** start MATERIAL SHOWN **

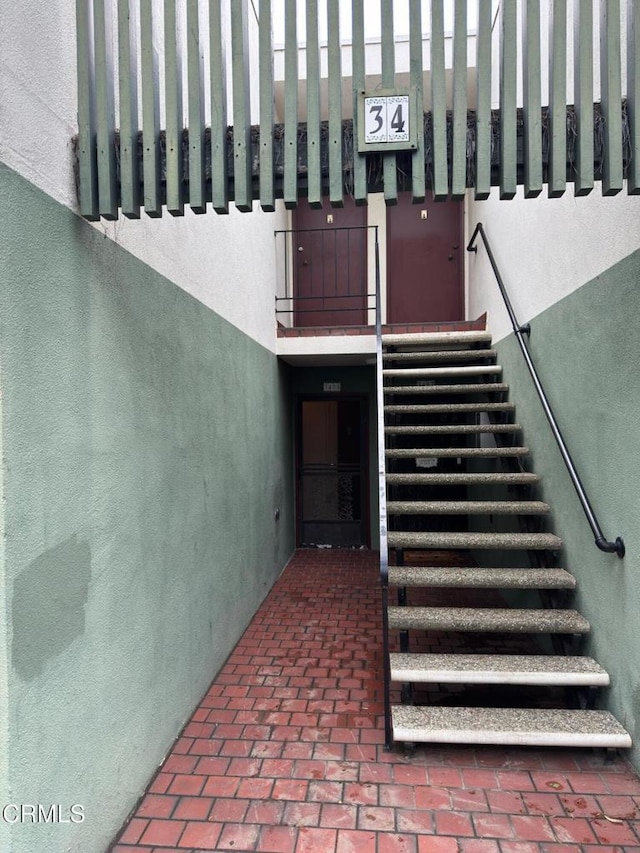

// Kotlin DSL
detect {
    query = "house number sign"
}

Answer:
[358,90,418,153]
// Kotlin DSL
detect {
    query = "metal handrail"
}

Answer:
[467,222,625,558]
[374,226,392,749]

** end MATERIAL SHOWN **

● WHAT TO WORK ON:
Turn the items above into a Markdown table with two columns, Row and Line, putting each non-blank line in its own numbered row. Leave out the pictures.

● TASK OUTPUT:
| Row | Line |
|---|---|
| 1 | // Kotlin DSL |
| 2 | detect { |
| 3 |     query = "house number sign" |
| 4 | } |
| 5 | Answer: |
| 6 | [358,90,418,153] |
| 7 | // Kotlin DSL |
| 8 | detect { |
| 9 |     query = "metal handrail" |
| 10 | } |
| 11 | Answer: |
| 12 | [467,222,625,558] |
| 13 | [374,226,392,749] |